*Goal:* Write out the entries below word for word, starting at the line that contains "one marker per instance, written like [148,117]" and ending after the final line of the entries.

(Excerpts of location labeling data)
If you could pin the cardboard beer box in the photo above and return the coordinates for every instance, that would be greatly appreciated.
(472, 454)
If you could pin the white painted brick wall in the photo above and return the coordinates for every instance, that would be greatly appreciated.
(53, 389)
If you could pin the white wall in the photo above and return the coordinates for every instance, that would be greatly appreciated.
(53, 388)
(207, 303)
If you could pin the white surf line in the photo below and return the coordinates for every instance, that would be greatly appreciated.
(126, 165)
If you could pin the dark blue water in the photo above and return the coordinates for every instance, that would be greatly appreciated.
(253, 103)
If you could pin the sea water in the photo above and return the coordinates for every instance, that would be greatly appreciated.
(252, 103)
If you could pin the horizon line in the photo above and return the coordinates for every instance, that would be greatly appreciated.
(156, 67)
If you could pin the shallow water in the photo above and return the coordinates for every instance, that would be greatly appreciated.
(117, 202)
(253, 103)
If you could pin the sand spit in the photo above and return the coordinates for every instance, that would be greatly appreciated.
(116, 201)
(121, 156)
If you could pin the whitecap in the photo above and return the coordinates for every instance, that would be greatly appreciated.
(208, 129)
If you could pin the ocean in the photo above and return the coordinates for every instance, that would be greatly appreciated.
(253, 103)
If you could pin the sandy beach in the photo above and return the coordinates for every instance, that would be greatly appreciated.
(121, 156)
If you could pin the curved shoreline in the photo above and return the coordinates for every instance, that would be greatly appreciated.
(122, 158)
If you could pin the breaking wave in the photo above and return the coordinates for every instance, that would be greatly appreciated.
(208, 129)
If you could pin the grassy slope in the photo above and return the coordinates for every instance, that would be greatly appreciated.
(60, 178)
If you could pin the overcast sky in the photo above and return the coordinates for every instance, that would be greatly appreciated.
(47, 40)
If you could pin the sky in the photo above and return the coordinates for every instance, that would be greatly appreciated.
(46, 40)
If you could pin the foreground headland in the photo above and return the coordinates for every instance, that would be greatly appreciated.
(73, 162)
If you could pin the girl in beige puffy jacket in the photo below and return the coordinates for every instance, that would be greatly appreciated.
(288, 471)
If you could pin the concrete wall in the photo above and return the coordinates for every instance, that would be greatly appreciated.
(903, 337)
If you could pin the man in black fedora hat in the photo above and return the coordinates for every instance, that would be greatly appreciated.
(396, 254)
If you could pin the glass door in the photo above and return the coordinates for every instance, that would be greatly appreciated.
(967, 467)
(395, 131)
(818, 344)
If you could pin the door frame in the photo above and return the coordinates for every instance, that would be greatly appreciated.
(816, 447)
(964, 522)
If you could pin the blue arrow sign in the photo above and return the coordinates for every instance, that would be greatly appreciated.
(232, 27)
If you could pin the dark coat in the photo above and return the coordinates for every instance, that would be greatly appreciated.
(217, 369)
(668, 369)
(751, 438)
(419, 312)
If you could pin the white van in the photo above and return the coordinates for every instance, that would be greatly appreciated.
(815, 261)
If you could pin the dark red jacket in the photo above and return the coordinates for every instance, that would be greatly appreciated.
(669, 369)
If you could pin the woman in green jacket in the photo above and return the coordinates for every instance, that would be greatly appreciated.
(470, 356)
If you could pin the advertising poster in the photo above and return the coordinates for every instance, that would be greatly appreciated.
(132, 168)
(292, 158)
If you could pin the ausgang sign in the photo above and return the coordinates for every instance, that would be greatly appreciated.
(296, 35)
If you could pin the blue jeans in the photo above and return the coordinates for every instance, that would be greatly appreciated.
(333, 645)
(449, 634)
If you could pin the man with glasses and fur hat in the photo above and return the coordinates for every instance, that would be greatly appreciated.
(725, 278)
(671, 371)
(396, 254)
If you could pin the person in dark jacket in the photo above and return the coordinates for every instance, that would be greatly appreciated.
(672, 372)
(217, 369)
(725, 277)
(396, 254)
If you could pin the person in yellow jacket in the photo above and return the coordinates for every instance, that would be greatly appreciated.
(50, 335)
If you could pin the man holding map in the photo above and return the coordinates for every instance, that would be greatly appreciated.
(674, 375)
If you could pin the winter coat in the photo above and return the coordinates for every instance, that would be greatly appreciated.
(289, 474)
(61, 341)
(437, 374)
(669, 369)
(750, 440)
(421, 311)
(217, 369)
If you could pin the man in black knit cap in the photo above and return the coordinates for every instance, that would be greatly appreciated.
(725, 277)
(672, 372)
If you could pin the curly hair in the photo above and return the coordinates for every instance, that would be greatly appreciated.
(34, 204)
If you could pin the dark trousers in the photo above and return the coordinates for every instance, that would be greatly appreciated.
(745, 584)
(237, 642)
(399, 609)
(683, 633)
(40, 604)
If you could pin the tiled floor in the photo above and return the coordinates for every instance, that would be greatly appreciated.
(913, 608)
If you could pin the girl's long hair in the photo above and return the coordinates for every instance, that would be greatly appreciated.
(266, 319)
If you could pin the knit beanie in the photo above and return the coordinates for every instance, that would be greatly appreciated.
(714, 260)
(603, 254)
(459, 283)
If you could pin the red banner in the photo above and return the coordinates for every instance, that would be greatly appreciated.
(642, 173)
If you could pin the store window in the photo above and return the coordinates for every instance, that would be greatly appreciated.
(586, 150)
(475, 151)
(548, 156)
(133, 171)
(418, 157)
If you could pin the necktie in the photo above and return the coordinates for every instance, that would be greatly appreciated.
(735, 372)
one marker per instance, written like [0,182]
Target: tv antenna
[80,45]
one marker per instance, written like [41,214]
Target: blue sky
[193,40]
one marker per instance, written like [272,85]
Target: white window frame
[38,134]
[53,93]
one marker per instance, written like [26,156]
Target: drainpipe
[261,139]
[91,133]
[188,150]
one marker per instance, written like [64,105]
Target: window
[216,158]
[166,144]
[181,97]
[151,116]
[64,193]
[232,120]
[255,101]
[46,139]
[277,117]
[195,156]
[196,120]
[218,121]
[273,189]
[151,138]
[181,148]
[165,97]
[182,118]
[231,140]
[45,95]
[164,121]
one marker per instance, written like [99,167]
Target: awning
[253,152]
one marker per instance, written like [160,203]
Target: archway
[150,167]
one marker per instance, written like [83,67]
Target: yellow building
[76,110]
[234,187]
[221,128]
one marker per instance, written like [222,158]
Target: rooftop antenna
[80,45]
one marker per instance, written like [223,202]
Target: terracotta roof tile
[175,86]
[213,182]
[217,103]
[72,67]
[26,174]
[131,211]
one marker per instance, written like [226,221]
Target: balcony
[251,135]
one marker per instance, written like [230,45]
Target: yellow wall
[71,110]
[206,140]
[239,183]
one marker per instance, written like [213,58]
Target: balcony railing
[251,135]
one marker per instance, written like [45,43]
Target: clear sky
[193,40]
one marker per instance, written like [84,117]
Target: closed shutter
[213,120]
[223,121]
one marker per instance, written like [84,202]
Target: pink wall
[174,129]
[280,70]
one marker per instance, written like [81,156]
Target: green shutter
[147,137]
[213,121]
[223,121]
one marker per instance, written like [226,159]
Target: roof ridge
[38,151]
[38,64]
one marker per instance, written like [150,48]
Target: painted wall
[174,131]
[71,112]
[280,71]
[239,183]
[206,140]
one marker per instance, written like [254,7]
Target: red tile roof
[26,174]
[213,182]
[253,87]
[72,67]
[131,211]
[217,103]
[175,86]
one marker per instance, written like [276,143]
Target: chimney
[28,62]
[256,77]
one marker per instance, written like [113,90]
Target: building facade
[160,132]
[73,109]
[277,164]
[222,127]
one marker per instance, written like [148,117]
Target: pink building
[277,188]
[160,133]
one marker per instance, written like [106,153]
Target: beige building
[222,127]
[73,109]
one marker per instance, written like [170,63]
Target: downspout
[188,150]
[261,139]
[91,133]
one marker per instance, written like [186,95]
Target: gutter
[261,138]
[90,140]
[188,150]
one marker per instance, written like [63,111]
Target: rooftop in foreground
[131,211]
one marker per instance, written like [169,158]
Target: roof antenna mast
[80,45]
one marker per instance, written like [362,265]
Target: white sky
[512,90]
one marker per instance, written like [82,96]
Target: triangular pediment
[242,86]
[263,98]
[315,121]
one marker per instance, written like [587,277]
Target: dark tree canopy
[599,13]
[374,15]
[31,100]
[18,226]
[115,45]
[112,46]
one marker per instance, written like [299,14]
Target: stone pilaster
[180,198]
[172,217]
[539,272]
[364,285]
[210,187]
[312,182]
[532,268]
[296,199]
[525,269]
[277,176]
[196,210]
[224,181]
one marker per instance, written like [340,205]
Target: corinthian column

*Completed exercise:*
one marker per instance, written like [148,117]
Target: pink building
[277,188]
[160,133]
one marker per instance, written like [106,153]
Target: beige building
[222,127]
[73,109]
one marker per instance, written like [170,63]
Target: downspout
[188,150]
[261,139]
[91,133]
one marker per instance, written like [186,95]
Target: gutter
[261,138]
[90,140]
[188,150]
one marker per instance, written like [63,111]
Target: rooftop in foreground
[131,211]
one marker per instance, written like [169,158]
Target: roof antenna mast
[80,45]
one marker per instance, written like [362,265]
Target: white sky
[512,90]
one marker per instance, written like [82,96]
Target: triangular pediment
[242,86]
[263,98]
[315,121]
one marker per instance, written like [587,277]
Target: dark tree canopy
[599,13]
[374,15]
[31,100]
[18,226]
[115,45]
[112,46]
one marker per instance, written like [299,14]
Target: stone pilaster
[180,198]
[172,217]
[539,272]
[364,285]
[210,187]
[312,182]
[532,268]
[296,199]
[525,269]
[277,176]
[196,210]
[224,181]
one marker per instance, written like [340,205]
Target: corinthian column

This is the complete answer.